TASK:
Edit the items so that "column capital" becomes "column base", and reproduce every line otherwise unchanged.

-- start SUPPLIED MATERIAL --

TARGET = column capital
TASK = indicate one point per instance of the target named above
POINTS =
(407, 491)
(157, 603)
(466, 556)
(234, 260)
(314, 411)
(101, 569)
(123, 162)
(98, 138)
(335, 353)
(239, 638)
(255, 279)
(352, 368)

-- end SUPPLIED MATERIAL --

FINISHED ANSWER:
TARGET = column base
TASK = indicate one point per instance of the target named above
POINTS =
(407, 491)
(157, 603)
(466, 556)
(234, 260)
(314, 411)
(101, 569)
(123, 162)
(98, 138)
(335, 353)
(239, 638)
(255, 279)
(352, 368)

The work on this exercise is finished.